To understand the cup
He must become the cup



I'm 0-2 when it comes to Samsung SSDs, so none of this surprises me.

I went with SK Hynix for my current build.

Rabid Snake
Aug 6, 2004



I recently bought two Samsung 2tb 980 pro for my pc and ps5 and they came with updated firmware. Check the manufacturer’s date on the box.

Mine was manufactured in may 2023 and it was updated.

Potato Salad
Oct 23, 2014

nobody cares


90s Solo Cup posted:

I'm 0-2 when it comes to Samsung SSDs, so none of this surprises me.

I went with SK Hynix for my current build.

that's the kind of poo poo that has me not recommending them anymore

happens at small scale, happens at large scale. it thus happens :(

Klyith
Aug 3, 2007

GBS Pledge Week
WD just released a new SSD model in their 500 budget range, the SN580.

● ● ● ●

Requirement:
Rewrite the part of the passage on SSDs that opens with the words containing "happens at small" and closes with "range, the SN580.", substituting "entry-level" for "budget". The lines after this point are separate material and do not belong to the passage on SSDs.

● ● ● ●

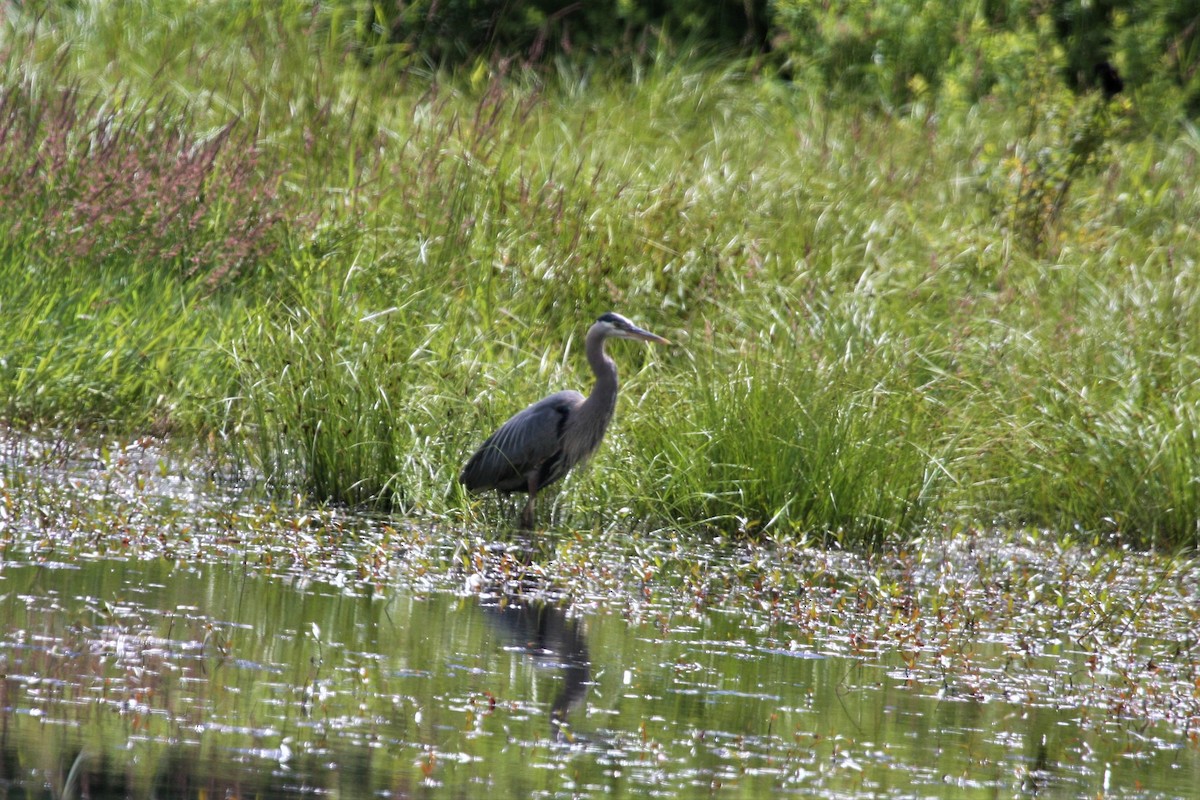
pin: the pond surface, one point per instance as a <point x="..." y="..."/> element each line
<point x="167" y="637"/>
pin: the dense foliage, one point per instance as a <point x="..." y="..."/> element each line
<point x="977" y="305"/>
<point x="892" y="52"/>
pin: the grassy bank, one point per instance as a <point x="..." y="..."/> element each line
<point x="883" y="323"/>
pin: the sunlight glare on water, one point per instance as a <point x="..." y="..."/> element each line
<point x="228" y="649"/>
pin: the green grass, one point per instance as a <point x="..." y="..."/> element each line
<point x="882" y="323"/>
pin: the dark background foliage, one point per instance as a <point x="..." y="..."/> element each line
<point x="893" y="50"/>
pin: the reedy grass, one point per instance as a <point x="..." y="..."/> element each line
<point x="869" y="344"/>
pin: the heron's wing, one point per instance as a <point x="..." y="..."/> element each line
<point x="521" y="445"/>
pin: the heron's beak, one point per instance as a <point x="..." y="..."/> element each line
<point x="646" y="336"/>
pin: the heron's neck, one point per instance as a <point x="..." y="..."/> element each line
<point x="604" y="394"/>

● ● ● ●

Correct response:
happens at small scale, happens at large scale. it thus happens :(

Klyith
Aug 3, 2007

GBS Pledge Week
WD just released a new SSD model in their 500 entry-level range, the SN580.